Welcome to Perl 5 Porters Weekly, a summary of the email traffic on the perl5-porters email list. Once again subroutine signatures dominated the list. I'll put all of the discussion about them at the end of this summary. I've added an "official" license to these summaries. It's Creative Commons BY-NC 3.0. You can find the summary of rights granted by that license by following that link. The full license text is available in the github repo. Obviously, the content of emails quoted here are owned by their respective authors.

This week's dusty thread is CALL FOR DOCS: how to dual life? from the week of August 6, 2012. Rik was looking for a volunteer to document the process of dual-lifing core code. He specifically called out Tie::Scalar and Time::local. Anyone have any insight into this? Contact Ricardo Signes.

This week's quote of the week is about an epic csh behavior relating to getcwd. As if you needed more reasons to avoid csh.

Csh does not rely on PWD.  Instead, it does a getcwd all by itself.
It then prepends 'set cwd =' and evals the result.  Thus interesting
things happen if the directory happens to have any csh metacharacters
in its name.

Topics this week:

  • EXISTS and SCALAR return values are treated differently
  • 5.14.3 approaches
  • PATCH: pack()ing long words
  • rxres_save etc (was Re: Fix for recursive substitution)
  • given/when/~~ "final" thoughts (ha ha ha)
  • Changing the Perl error message when a module is not found
  • Named prototypes (again)

EXISTS and SCALAR return values are treated differently

I saved this thread because Yves Orton mentioned he had built some code to collect and show detailed hash utilizaton stats. The background for this thread had to do with the return values of EXISTS and SCALAR in tied hashes.

Read the thread

5.14.3 approaches

Dominic Hargreaves announced that he's doing some work to get a 5.14.3 maintenance release shipped, and so was looking for any overlooked patches which hadn't been part of the cherrymaint process. The first RC is due in September.

^^^^^^^^

* **Written instruction A**: From the Perl 5 Porters summary, set down everything from "Csh does not" down to "Named prototypes (again)" without changing a word.
* **Written instruction B**: For each statement below, say yes or no according to the Perl 5 Porters summary and quote the words that decide it: (i) The summaries carry a Creative Commons BY-NC 3.0 license. (ii) The first RC for 5.14.3 is due in October. (iii) Csh relies on PWD to know the current directory.

* **Dataset records**:
^^^^^^^^

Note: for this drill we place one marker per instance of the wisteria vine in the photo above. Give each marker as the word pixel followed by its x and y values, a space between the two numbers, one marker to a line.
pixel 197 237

^^^^^^^^

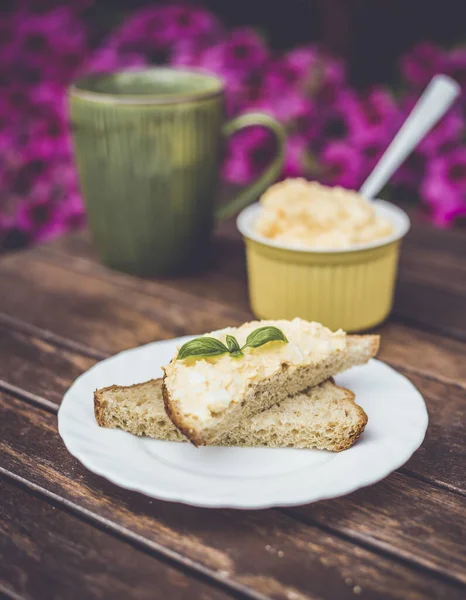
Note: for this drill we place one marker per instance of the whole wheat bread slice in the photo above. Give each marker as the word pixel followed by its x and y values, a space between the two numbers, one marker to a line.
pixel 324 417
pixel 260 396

^^^^^^^^

* **Worked answer A**:
Csh does not rely on PWD.  Instead, it does a getcwd all by itself.
It then prepends 'set cwd =' and evals the result.  Thus interesting
things happen if the directory happens to have any csh metacharacters
in its name.

Topics this week:

  • EXISTS and SCALAR return values are treated differently
  • 5.14.3 approaches
  • PATCH: pack()ing long words
  • rxres_save etc (was Re: Fix for recursive substitution)
  • given/when/~~ "final" thoughts (ha ha ha)
  • Changing the Perl error message when a module is not found
  • Named prototypes (again)

* **Worked answer B**:
(i) Yes: "It's Creative Commons BY-NC 3.0."
(ii) No: "The first RC is due in September."
(iii) No: "Csh does not rely on PWD."